Work instructions:
Reproduce all the entries exactly and keep the pictures out.

(Dataset records)
+---+

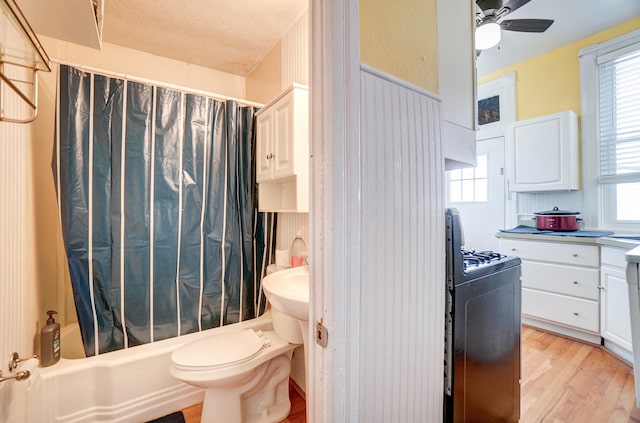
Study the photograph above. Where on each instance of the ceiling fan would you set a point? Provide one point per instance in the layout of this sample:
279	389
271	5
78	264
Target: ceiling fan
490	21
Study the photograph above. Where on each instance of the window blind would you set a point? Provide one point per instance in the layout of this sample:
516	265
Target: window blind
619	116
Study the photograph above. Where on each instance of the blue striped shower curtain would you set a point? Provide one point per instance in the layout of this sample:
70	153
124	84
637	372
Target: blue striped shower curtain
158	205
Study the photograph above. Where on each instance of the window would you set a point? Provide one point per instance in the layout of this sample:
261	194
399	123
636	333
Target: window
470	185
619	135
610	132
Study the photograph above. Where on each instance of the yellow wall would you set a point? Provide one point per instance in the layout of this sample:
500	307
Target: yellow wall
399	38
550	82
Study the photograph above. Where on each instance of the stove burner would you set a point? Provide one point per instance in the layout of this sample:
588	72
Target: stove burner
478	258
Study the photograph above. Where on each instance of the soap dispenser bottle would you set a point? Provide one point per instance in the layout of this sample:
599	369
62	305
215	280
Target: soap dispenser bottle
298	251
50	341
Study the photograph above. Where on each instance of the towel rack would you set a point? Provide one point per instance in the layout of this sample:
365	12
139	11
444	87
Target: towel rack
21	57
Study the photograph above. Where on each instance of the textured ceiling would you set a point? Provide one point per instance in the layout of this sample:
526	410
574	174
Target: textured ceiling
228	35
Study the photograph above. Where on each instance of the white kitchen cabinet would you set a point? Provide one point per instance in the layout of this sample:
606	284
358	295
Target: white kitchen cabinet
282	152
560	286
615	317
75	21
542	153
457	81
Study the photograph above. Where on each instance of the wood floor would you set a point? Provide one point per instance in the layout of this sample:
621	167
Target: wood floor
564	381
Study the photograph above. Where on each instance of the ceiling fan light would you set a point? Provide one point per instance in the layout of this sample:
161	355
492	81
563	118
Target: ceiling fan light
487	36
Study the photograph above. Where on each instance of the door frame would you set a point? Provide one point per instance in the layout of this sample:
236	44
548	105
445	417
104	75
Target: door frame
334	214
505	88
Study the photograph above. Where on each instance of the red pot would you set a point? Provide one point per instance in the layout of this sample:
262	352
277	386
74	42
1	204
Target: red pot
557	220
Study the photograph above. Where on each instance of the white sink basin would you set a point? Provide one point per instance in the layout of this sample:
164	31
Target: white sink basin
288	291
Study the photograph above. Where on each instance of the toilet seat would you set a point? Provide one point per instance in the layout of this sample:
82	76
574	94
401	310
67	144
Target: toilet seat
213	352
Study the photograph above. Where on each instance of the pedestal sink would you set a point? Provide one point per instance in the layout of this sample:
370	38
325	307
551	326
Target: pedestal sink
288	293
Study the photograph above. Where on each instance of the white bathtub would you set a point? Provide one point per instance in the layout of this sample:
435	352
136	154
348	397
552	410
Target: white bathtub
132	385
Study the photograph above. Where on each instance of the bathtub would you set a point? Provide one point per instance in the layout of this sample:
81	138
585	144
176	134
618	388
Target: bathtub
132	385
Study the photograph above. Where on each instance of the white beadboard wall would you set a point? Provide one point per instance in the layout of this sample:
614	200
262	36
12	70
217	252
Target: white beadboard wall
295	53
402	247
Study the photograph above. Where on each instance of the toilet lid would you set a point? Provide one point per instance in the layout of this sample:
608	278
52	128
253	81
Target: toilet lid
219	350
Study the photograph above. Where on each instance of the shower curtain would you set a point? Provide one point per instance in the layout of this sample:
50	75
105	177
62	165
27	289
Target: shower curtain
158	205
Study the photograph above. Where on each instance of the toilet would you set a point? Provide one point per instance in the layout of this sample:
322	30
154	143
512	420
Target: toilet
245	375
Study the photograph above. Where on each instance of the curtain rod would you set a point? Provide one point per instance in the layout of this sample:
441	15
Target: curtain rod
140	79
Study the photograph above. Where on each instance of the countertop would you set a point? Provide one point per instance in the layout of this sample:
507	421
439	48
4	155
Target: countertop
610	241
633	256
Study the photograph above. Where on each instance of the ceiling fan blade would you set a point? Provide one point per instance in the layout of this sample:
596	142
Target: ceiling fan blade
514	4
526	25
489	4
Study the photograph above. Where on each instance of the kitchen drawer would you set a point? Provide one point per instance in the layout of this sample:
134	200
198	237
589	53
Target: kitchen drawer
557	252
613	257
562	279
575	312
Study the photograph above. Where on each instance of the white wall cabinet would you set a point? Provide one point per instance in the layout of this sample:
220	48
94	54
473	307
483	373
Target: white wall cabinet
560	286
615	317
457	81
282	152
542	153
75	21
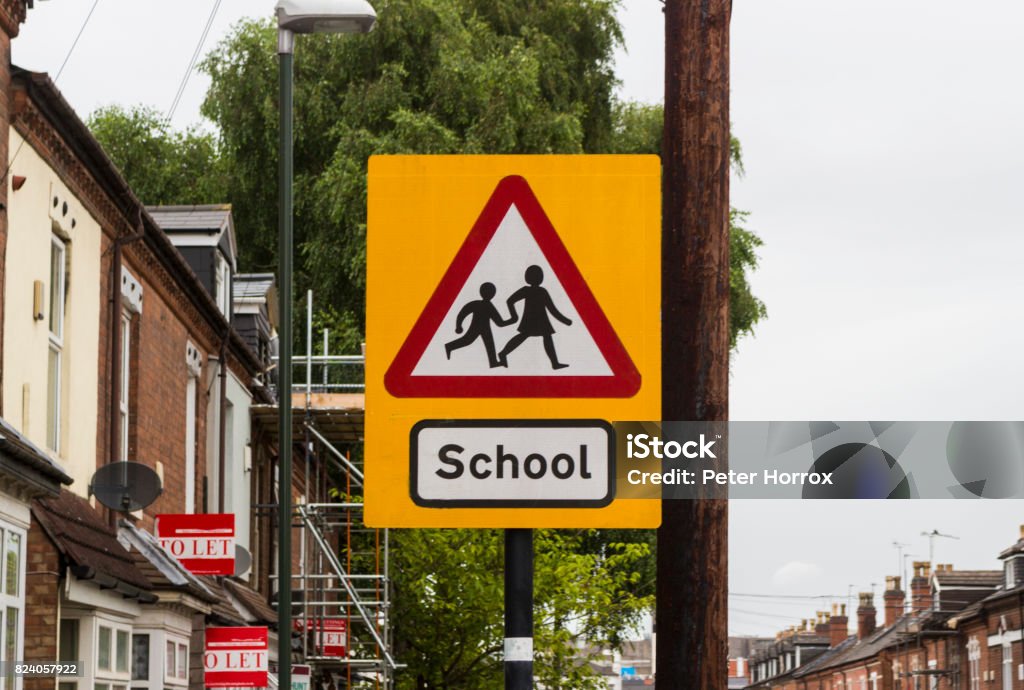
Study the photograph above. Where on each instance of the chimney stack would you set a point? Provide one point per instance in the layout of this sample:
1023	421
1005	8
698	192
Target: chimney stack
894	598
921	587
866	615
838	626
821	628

+---+

Reply to the task:
Study the photograph above. Where on each instance of the ceiling fan would you set a point? Provide one point per instance in the layout of this sample:
279	389
271	5
78	264
Target: ceiling fan
490	21
Study the photograph above. Where on each instance of the window blind would you set a point? Provide one point per instance in the layout of this sample:
516	265
Target: window blind
619	116
Study the photograph above. Where on each instance of the blue striped shower curtain would you set a point? Provide one point per instance in the layout of this sample:
70	153
124	84
637	372
Target: blue striped shower curtain
158	205
Study the photograph above. Where on each instance of the window would you set a point? Provide one point per instance in the layout of this sample:
261	194
399	123
636	333
Target: window
470	185
619	135
610	132
Study the photograph above. Where on each instance of the yellow wall would you set a point? Provide one point per instance in the layout of this sample:
500	307
Target: yellow wall
399	38
550	82
Study the photograph above. Where on each instance of the stove burner would you set a point? Provide one point per instance in the layout of this sample:
588	72
Target: stove burner
478	258
Study the photograph above. Where on each instance of the soap dispenser bottle would you set a point? Provide one point per instance in the layout of this sample:
599	369
62	305
215	280
Target: soap dispenser bottle
298	251
50	341
Study the photograph above. Where on each instance of the towel rack would you set a point? Provide one point per instance in the layout of this sample:
365	12
139	11
444	87
Target: towel rack
21	57
Study the photograph above. Where on each instance of the textured ceiling would you set a point? Provide one point per instance in the layout of this sample:
526	410
574	174
Target: textured ceiling
228	35
Study the photograph above. Where on each instance of the white kitchen cabinet would you set a point? Provide one point per instance in the layout of this sample:
606	284
358	295
Target: white kitchen cabinet
282	152
560	286
615	317
75	21
542	153
457	81
Study the photograph above. Where on each instance of the wood floor would you set a point? Provide one point per instance in the layout of this sample:
621	167
Target: wood floor
564	381
Study the photograph above. Where on each instance of the ceiling fan light would you set a point? Provide one point per instance in the layout of this sample:
161	355
492	81
563	118
Target: ceiling fan light
487	36
Study the photograph above. Where on each instance of the door frame would you set a point? Provide one point per instance in the layout of this sample:
236	44
548	105
445	417
104	75
Target: door frame
334	214
505	88
Study the photograph above. Where on each instance of the red pot would you set a point? Provide one point per instance in the layout of this sample:
262	352
277	386
74	42
1	204
Target: red pot
557	220
Study the photograph above. Where on each instance of the white sink basin would you set a point? Provide one point per instance in the layout of this sample:
164	31
Target: white sink basin
288	291
Study the photograph above. Where on each instance of the toilet seat would you set a point? Provide one point per instance in the layout of this sample:
82	76
574	94
401	310
67	144
Target: toilet seat
213	352
Study the photograph above. Where on each instance of the pedestal sink would you set a point? Provide one point per instance in the layout of this sample:
370	38
325	307
551	326
Target: pedestal sink
288	293
Study the photograph above. Where on each instance of the white bathtub would you set a point? Provide one point per instance in the layout of this sample:
435	352
136	154
348	397
552	410
Target: white bathtub
132	385
Study the photograph above. Where on each instance of the bathtub would you set a point? Provide one point per instance in the layout of this sample:
81	138
585	144
176	134
618	388
Target: bathtub
132	385
Study the photograph above. Where on each instance of the white beadboard wall would you set a point? Provide one point per instance in the layout of this sample:
614	200
262	36
12	70
217	252
Target: white beadboard wall
295	53
402	247
Study the photograph above. Where on each instance of the toilet lid would you set a point? Provide one point per instance in the layout of this sample:
608	278
52	128
253	81
Target: toilet lid
219	350
Study the photograph above. Where on each instance of the shower curtain would you set a point? Provide one point per instance in the layout of this sample:
50	75
105	177
62	165
27	289
Target: shower curtain
158	205
Study the photograph above. Where on each instance of the toilet would you set a point? Provide one point per instance in the layout of this sample:
322	30
154	143
512	420
Target: toilet
245	375
Study the photograph above. Where on each instance of the curtain rod would you set a point? Provide one point per instance in the layout of this sample:
441	15
Target: curtain rod
140	79
Study the photograph above. Where on each instance of the countertop would you set a point? Provide one point per instance in the layout of this sample:
507	421
439	48
4	155
Target: countertop
610	241
633	256
Study the photograph above. Where on each instance of the ceiling fan blade would you set a point? Provide one point per instance in the layout of this sample:
596	142
Target: ceiling fan blade
514	4
526	25
489	4
Study the photograph above. Where on each instance of the kitchen drawer would you set a point? Provide one point per instance in the layout of this sample:
134	200
198	237
589	53
Target: kitchen drawer
557	252
613	257
562	279
575	312
Study the photograph above. Where on each instance of the white wall cabinet would you set a point? Provide one point per instance in the layout of this sample:
220	48
94	54
473	307
483	373
Target: white wall cabinet
560	286
615	317
457	81
282	152
542	153
75	21
Study the photograph above. Where on each instance of the chimney stack would you set a point? Provide one point per instance in the layout of this sample:
1023	421
1005	8
698	192
Target: chimney stack
894	598
921	587
866	615
838	626
821	628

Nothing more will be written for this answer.